* _問題文 A_: バルコニーの床面積に関する文章に挙げられている、建築基準法上の床面積の種類をすべて書き出してください。
* _問題文 B_: バルコニーの床面積に関する文章のうち、「法定床面積とは、建築基準法で定める床面積のこと。」から「建物外部の場所も含まれます。」までを、両端の語句も含めて一字一句そのまま書き写してください。
* _問題文 C_: バルコニーの床面積に関する文章の続きを、最後の文の後から書き進めてください。

== 本文 ==

バルコニーを床面積算入する条件とは?建築基準法における床面積など併せて解説

バルコニーの床面積は、条件を満たせば床面積へ算入する必要がありません

しかし、条件を誤れば床面積算入となり建ぺい率を超えてしまう可能性もあります。

本記事では、バルコニーを床面積算入する条件や、建築基準法における床面積について、詳しく解説していきます。

建築基準法における3つの床面積の違い

まず、建築基準法における3つの床面積の違いについて説明していきましょう。

床面積には以下の3つがあります。

  • 法定床面積
  • 施工床面積
  • 容積対象床面積

以下説明していきます。

法定床面積

法定床面積とは、建築基準法で定める床面積のこと。

床面積の算定は「建築物の各階又はその一部で壁その他の区画の中心線で囲まれた部分の水平投影面積による」と建築基準法の第2条に定められています。

また、法定床面積には建物外部の設備は算入されません。

2階建以上の家の場合、法定床面積は各階ごとに算出され、全ての階の法定床面積を合計すると法定延床面積となります。

施工床面積

施工床面積とはその名の通り、建設業者が施工(工事)する場所全ての面積のことです。

法定床面積には含まれなかった、壁で囲まれていない場所や建物外部の場所も含まれます。

===
== 提供エントリー ==

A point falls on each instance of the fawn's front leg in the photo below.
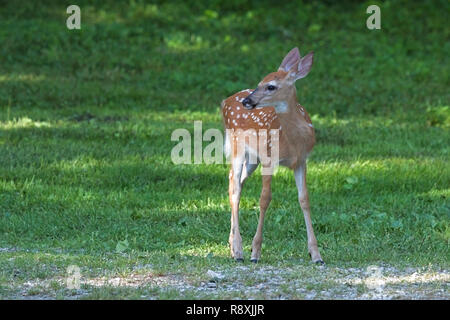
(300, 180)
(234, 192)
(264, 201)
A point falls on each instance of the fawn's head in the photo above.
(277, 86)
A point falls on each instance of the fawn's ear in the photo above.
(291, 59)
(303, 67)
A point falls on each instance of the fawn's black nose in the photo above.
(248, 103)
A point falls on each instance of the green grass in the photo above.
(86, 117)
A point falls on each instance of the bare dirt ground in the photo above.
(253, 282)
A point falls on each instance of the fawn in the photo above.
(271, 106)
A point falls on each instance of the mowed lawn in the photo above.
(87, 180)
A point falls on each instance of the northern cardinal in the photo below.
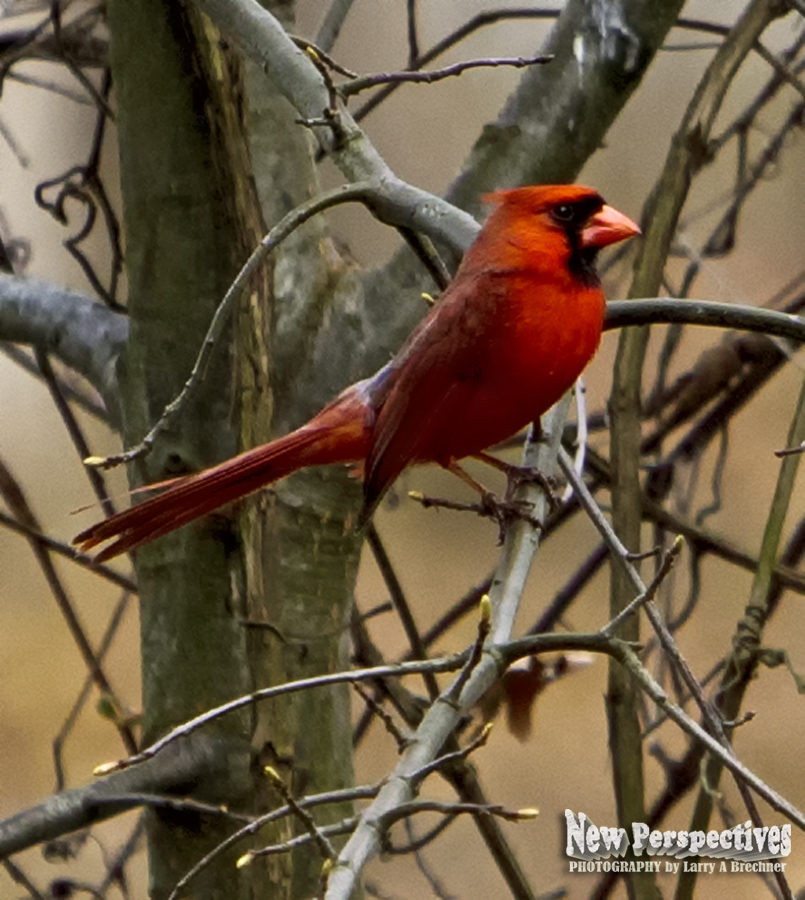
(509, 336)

===
== 提供エントリー ==

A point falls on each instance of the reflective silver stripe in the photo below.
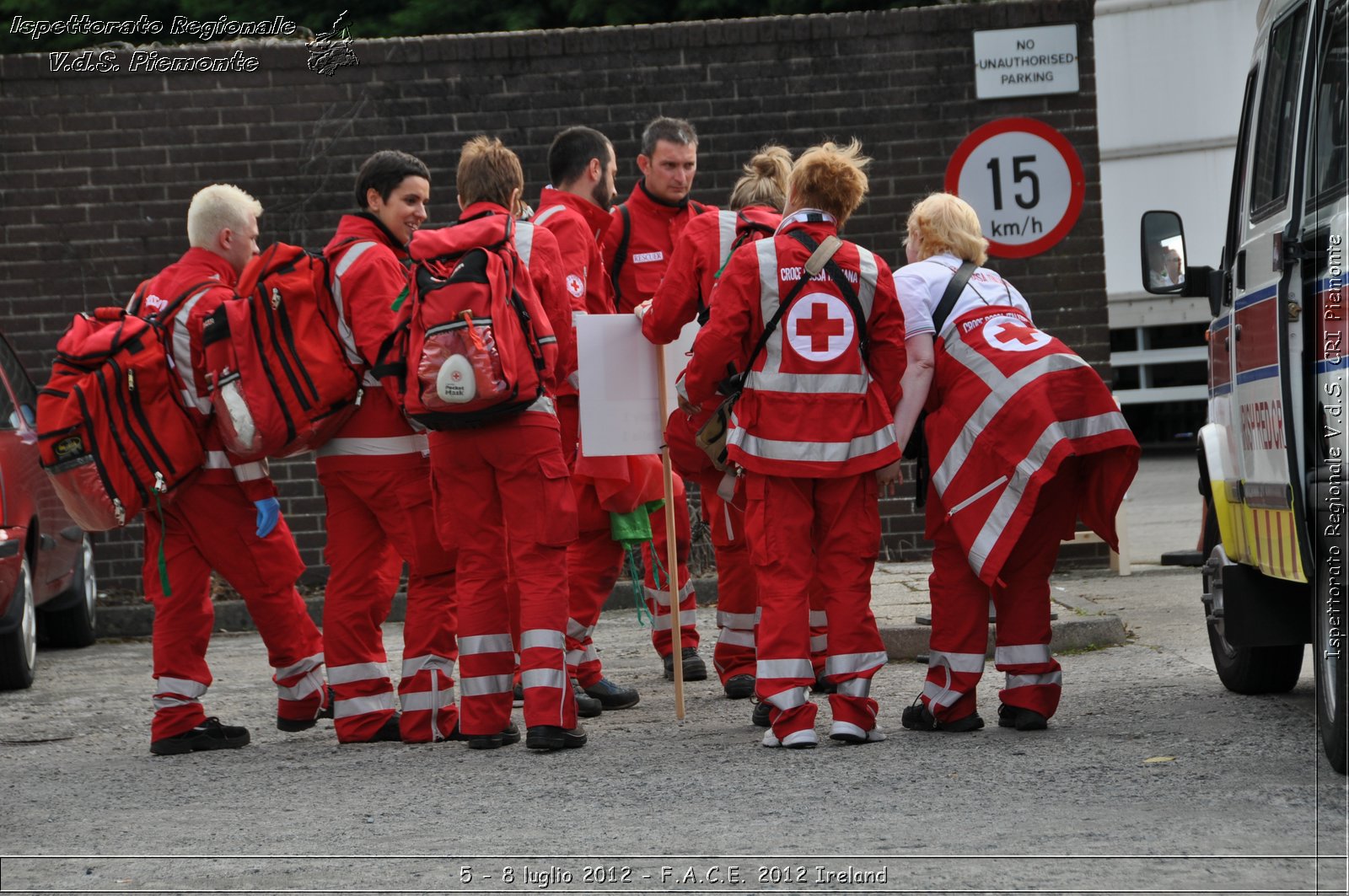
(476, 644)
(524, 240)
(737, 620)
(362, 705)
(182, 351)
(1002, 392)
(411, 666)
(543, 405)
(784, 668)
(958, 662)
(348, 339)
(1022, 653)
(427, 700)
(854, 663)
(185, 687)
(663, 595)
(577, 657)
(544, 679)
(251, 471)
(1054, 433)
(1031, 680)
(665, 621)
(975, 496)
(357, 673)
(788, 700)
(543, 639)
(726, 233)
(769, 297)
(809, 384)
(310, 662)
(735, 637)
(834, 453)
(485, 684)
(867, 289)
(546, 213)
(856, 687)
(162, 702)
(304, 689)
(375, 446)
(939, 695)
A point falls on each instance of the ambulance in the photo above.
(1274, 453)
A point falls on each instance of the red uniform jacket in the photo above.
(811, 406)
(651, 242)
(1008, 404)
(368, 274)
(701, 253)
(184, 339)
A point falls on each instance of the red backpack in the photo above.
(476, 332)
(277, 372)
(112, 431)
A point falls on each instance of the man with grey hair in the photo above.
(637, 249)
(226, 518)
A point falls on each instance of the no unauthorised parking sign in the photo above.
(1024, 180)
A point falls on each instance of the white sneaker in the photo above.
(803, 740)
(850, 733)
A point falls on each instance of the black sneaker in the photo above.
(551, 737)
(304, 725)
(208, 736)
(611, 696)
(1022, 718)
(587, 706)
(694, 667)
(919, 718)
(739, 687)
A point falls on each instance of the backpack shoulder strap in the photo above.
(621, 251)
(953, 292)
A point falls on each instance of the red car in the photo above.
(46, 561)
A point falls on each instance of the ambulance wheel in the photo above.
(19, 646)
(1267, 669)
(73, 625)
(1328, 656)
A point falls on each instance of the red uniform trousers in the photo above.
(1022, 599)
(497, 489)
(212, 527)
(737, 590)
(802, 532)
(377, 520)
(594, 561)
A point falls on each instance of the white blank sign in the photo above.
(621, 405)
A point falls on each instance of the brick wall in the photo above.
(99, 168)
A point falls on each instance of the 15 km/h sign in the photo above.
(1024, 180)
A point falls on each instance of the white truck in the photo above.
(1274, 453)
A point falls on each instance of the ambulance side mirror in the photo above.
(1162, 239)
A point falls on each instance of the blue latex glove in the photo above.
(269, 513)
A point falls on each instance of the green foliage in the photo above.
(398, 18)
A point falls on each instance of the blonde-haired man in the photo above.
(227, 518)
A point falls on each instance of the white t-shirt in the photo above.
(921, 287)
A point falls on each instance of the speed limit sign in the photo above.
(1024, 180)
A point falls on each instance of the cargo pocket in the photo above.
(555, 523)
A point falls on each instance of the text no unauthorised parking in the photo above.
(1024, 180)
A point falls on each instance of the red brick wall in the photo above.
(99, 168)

===
== 提供エントリー ==

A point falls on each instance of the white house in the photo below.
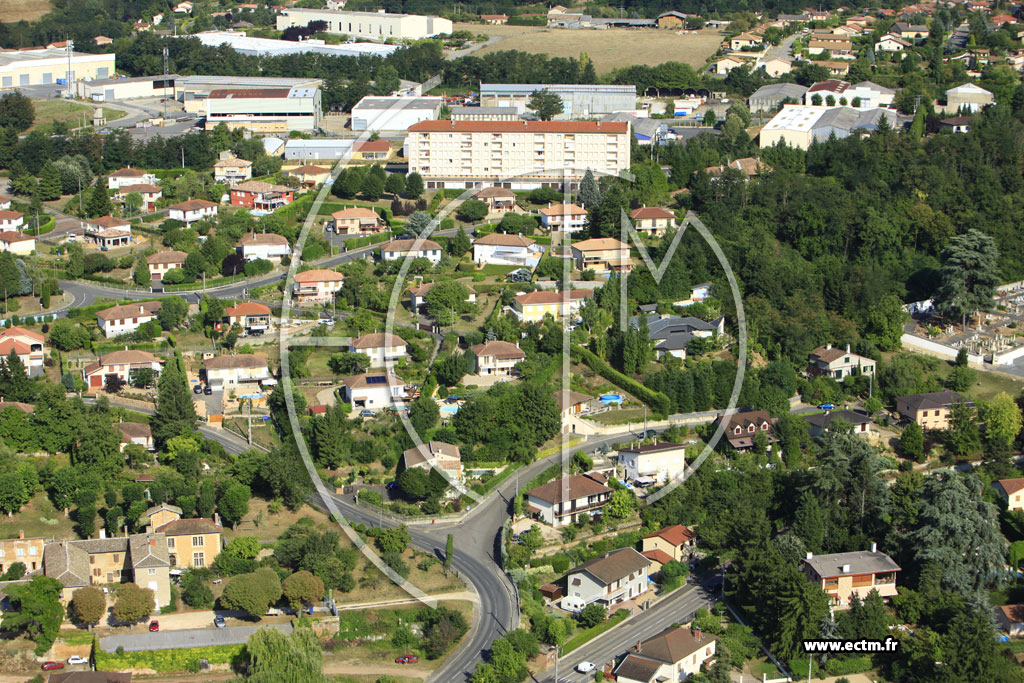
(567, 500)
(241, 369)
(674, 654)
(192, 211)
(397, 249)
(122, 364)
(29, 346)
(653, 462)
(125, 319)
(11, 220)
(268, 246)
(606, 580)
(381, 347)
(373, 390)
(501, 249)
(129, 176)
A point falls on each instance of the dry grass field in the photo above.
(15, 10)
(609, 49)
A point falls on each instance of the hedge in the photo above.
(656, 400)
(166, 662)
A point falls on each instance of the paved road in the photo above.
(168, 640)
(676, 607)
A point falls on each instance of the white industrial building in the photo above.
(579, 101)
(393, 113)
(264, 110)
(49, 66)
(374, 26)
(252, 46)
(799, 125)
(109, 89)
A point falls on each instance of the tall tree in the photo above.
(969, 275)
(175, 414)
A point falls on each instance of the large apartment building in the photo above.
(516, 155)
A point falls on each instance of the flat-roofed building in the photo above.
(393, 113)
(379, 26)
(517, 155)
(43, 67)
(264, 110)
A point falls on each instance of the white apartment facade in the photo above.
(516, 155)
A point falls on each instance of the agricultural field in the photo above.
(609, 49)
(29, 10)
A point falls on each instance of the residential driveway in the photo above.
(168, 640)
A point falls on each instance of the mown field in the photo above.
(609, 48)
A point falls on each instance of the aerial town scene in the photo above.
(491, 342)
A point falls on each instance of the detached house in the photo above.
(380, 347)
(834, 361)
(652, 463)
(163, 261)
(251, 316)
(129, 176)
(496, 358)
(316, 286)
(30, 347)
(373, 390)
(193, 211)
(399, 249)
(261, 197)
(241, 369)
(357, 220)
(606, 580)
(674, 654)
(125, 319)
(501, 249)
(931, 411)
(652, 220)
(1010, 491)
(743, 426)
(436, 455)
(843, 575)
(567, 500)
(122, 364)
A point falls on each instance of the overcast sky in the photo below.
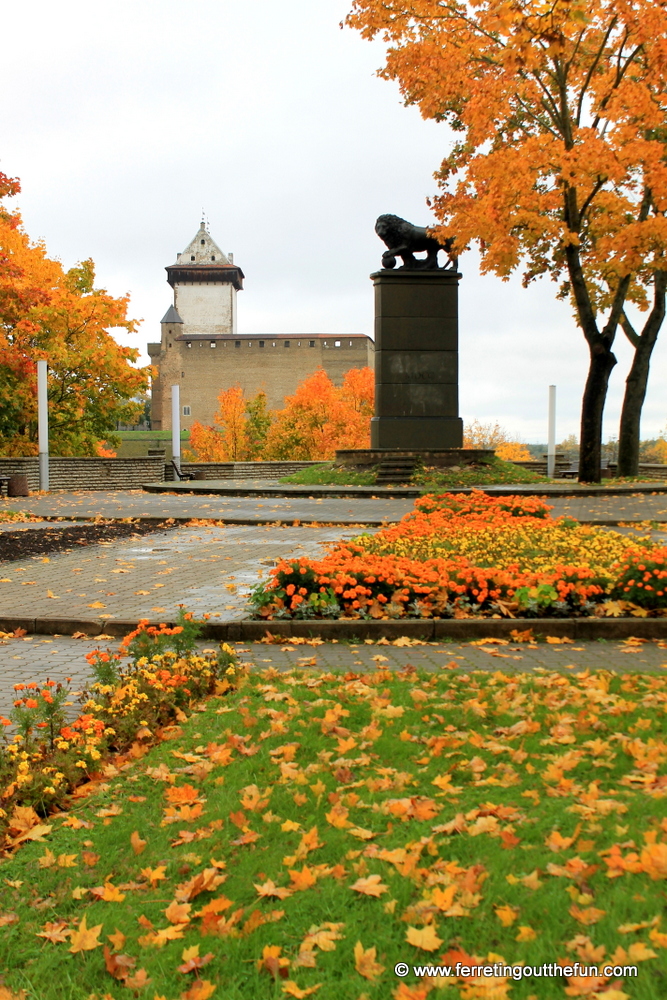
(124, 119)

===

* _解答 A_: 法定床面積、施工床面積、容積対象床面積

* _解答 B_:
法定床面積とは、建築基準法で定める床面積のこと。

床面積の算定は「建築物の各階又はその一部で壁その他の区画の中心線で囲まれた部分の水平投影面積による」と建築基準法の第2条に定められています。

また、法定床面積には建物外部の設備は算入されません。

2階建以上の家の場合、法定床面積は各階ごとに算出され、全ての階の法定床面積を合計すると法定延床面積となります。

施工床面積

施工床面積とはその名の通り、建設業者が施工(工事)する場所全ての面積のことです。

法定床面積には含まれなかった、壁で囲まれていない場所や建物外部の場所も含まれます。

* _解答 C_:
施工床面積の算出方法は厳密に決まっていないので、建設会社により数字が違うことも多いです。

容積対象床面積

容積対象床面積は、法定延床面積(各階の法定床面積を合計した面積のこと)から指定部分の面積を除いたもので、容積率を算出する時に用います。

容積率は敷地面積のおける延床面積の割合のことで、基準を超えると建設許可が下りないので注意が必要といえるでしょう。

容積率は、以下の計算式で求められます。

容積率(%)=延床面積(㎡)÷敷地面積(㎡)×100

バルコニーは床面積算入する?

次に、バルコニーを床面積に算入するかどうかについて見ていきましょう。

具体的には、以下のような内容を解説します。

  • 開放性のあるバルコニーは算入しない
  • 床面積を算入する4つのケース
  • 格子があっても床面積算入しないケースもある

開放性のあるバルコニーは算入しない

まず、開放性のあるバルコニーであれば、原則として床面積に算入しません。

通常、床面積に算入するのは四方を壁に囲まれている部分であり、開放性のあるバルコニーであれば床面積算入の条件には該当しないのです。

床面積を算入する4つのケース

一方、以下のようなバルコニーは原則として床面積に算入しなければなりません

  • 3方壁のバルコニー
  • 屋根付きのインナーバルコニー
  • 幅2m超のバルコニー
  • 格子をつけたバルコニー

それぞれ見ていきましょう。

3方壁のバルコニー

まずは三方壁のバルコニーです。

なお、実は単に三方壁のバルコニーは床面積に算入されません。

床面積に算入される可能性があるのは、三方壁に加えて屋根をつけた場合です。

屋根付きのインナーバルコニー

また、屋根付きのインナーバルコニーも床面積に参入されます。

インナーバルコニーとは屋内側に引っ込んだバルコニーのことで、インナーバルコニーに屋根がつくことで屋内的用途とみなされて床面積に算入されてしまう可能性があるのです。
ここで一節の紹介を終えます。